/aws-s3-hackathon

S3 Hackathon

Primary LanguageJava

S3 Hackathon

S3 capabilities and usage

Necessary preparations:

0 Create and configure AWS account

The Hackathon admin does this in advance. After signing up for AWS, create an IAM user with programmatic access and the security policies of full access to S3 and Cloudtrail, using the AWS Console. See 'Signing up for AWS and creating an account and a IAM-user', at http://docs.aws.amazon.com/sdk-for-java/v2/developer-guide/signup-create-iam-user.html Create an encryption key, using default settings, and give the mentioned user usage access to the key.

Download the user's keyfile, containing the access key and the secret access key. Share this file with the participants. Also share the Key ID of the encryption key you created. There is a guide from Amazon if you need more information, http://docs.aws.amazon.com/java-sdk/latest/developer-guide/setup-credentials.html

1 Install AWS command line tools

Reference: https://aws.amazon.com/cli/

2 Configure AWS credentials etc

Get the access key and the secret access key from the hackathon admin.

Set credentials in the AWS credentials profile file on your local system, located at: ~/.aws/credentials on Linux, macOS, or Unix C:\Users\USERNAME .aws\credentials on Windows.

Use the command line tools mentioned in step (1) to write the credentials and configuration. Select 'eu-central-1' as the region:

aws configure

The resulting 'credentials' file should contain lines in the following format:

[default]
aws_access_key_id = your_access_key_id
aws_secret_access_key = your_secret_access_key

Correspondingly, in the same folder, a 'config' file should be created with content like below:

[default]
region = eu-central-1 #frankfurt

3 Test access to AWS through the Java-SDK

Try this on the command line to see if the previous step worked:

 aws s3 ls

Run this project's code to test that the access configured in the previous step works. Use the 'aws.example.s3.ListBuckets' main method class for testing access.

Documentation

Official AWS S3 documentation, https://aws.amazon.com/documentation/s3/

Youtube playlist, https://www.youtube.com/playlist?list=PL77cy_t1wkZtYlWt26cFH5wWMQPHSGefa

V2 API not recommended (yet)

While there is a preview-version of the v2 aws Java-SDK, it is not suited for normal use - it's lacking in documentation and in examples. The documentation is short and for preview-1, and preview-5 has API-changes.

Code examples (v1 api)

In addition to the example in this repo, check out https://github.com/awsdocs/aws-doc-sdk-examples/tree/master/java/example_code/s3

There are no code examples for v2 api, only (outdated) snippets

Amazon cloud basic concepts

S3 is one of Amazon Cloud's storage solutions. Amazon Cloud is called AWS.

A bucket is a container for objects stored in Amazon S3. Every object is contained in a bucket.

An object in this context can be thought of as a file.

Inside a bucket, objects are named using keys. A key can be photos/2017/july/DCP_123123.jpg. Every key must be unique, and it refers to a single object. Note that you can put separators like '/' in a key to group keys, similar to a folder structure on a PC. For more information about objects, including metadata (S3-provided and user-provided), see http://docs.aws.amazon.com/AmazonS3/latest/dev/UsingObjects.html

A bucket is located in a geographical region. There are mechanisms to mirror buckets to other regions and so (Cross region replication). A region is for example EU (Frankfurt). When you put data in a bucket, you are guaranteed that Amazon will not store the data elsewhere than the bucket's region, if you do not explicitly enable mirroring or similar features.

** Record list **
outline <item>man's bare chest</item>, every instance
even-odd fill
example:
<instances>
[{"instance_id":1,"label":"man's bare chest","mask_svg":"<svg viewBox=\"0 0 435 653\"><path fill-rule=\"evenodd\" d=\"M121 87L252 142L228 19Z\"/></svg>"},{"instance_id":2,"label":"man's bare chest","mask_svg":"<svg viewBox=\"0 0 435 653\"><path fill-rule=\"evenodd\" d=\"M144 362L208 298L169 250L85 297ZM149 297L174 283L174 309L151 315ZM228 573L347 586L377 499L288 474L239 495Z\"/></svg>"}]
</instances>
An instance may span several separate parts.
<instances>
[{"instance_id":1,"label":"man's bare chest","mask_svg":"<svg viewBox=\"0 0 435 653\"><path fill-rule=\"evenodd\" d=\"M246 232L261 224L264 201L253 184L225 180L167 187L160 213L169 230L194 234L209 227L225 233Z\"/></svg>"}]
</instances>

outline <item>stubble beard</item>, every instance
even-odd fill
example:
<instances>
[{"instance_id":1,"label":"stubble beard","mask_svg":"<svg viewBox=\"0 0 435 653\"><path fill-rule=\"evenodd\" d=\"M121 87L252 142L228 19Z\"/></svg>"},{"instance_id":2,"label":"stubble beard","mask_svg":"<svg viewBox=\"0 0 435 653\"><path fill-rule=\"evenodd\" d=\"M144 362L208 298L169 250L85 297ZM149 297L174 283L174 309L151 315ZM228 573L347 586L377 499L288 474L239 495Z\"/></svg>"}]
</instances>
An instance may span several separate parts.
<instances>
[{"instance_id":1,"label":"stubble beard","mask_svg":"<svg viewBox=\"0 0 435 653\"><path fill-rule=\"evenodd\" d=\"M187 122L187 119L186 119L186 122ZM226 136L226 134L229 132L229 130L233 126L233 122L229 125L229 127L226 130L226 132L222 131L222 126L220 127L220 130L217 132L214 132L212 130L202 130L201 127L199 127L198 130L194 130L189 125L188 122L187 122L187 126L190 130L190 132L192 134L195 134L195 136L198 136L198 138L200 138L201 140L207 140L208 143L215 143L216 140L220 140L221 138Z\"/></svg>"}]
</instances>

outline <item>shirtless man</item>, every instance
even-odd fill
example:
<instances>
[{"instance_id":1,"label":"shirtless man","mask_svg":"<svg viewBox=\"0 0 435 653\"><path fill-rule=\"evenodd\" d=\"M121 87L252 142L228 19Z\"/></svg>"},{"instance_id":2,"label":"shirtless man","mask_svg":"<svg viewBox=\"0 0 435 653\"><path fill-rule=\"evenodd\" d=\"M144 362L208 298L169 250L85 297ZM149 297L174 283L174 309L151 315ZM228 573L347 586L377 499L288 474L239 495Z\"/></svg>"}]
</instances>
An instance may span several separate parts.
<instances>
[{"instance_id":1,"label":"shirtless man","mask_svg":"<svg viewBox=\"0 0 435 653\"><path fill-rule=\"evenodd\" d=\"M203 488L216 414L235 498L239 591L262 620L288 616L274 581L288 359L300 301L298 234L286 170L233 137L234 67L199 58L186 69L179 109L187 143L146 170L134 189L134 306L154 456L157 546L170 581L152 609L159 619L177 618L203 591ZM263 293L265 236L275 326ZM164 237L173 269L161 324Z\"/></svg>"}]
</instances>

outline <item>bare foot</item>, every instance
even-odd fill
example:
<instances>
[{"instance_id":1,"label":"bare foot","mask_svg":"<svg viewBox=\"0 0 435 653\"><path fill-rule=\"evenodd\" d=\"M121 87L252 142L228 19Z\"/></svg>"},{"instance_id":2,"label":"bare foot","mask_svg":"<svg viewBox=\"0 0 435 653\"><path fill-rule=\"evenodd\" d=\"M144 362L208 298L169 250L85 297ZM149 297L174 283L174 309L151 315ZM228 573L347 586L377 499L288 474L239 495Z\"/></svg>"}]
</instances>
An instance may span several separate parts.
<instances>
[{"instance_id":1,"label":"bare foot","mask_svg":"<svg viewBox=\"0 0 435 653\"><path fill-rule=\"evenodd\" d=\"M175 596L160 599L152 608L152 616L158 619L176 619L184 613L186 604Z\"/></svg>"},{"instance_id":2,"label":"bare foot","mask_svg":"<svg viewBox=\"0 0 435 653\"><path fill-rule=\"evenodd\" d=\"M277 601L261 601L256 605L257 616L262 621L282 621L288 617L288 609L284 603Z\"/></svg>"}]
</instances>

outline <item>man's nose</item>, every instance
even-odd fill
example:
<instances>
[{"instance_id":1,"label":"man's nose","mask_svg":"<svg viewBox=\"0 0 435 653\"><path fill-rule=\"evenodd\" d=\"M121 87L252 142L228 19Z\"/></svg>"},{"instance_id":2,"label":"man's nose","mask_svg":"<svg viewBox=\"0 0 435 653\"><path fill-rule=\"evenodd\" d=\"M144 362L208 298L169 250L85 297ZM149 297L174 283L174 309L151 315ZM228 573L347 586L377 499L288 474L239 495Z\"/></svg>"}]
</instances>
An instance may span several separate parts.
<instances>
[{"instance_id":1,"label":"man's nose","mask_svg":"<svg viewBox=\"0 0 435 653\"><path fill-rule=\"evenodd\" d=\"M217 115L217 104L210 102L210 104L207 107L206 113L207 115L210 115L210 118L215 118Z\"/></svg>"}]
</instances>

** What the exercise asks **
Continue the S3 hackathon guide that comes before the entries, writing the text that follows its final sentence.

** Task output **
Bucket policies provide centralized access control to buckets and objects based on a variety of conditions, including Amazon S3 operatons, requesters, resources, and aspects of the request (e.g. IP address). For example, a user can be given access to a particular bucket, from the corporate network only, during business hours only, and through HTTPS only.

Data can be encrypted at rest (server-side) and/or in-flight (upload or download time). The AWS user can provide the encryption key to use. See http://docs.aws.amazon.com/AmazonS3/latest/dev/UsingEncryption.html

CloudTrail is an AWS service that can be used to log access and usage of S3, for example for audit log purposes.

A bucket can be configured with a deletion policy, a custom set of rules that say when to delete objects, for example based on age.

Objects in S3 can be given tags. A tag is a key-value pair, for example project=Indigo. See http://docs.aws.amazon.com/AmazonS3/latest/dev/object-tagging.html

Versioning enables you to keep multiple versions of an object in one bucket, for example my-image.jpg (version 1) and my-image.jpg (version 2). You might want to enable versioning to protect yourself from unintended overwriten and deletions or to archive objects so that you can retrieve previous versions of them. Versioning is a feature enabled per bucket.

Cloudfront is Amazon's content delivery network, that can be used for caching frequently used objects near the users' location. There is a Cloudfront cache location in Stockholm, for example.

Cloudwatch can collect statistics etc on S3 usage.

The AWS Storage gateway can be used to copy files to S3 using normal means, for example through an NFS interface, VTL og iSCSI.

A bucket can be configured for S3 infrequent access, reducing costs, suitable for example for certain archive solutions.

AWS Identity and Access Management (IAM) enables you to securely control access to AWS services and resources for your users. Using IAM, you can create and manage AWS users and groups, and use permissions to allow and deny their access to AWS resources.

Exercise 0

List your S3-buckets. You may receive an empty list.

Exercise 1

Create a bucket. Check that it appears when you list buckets.

Exercise 2

Add a (small) file to your bucket. Check that it appears when you list objects for your bucket.

Exercise 3

Download an object from your bucket, write it to a local file.

Exercise 4

Add one or more tags (key=value) to one or more objects in your bucket. List objects that contain a tag with a certain name, and output the value of the tag.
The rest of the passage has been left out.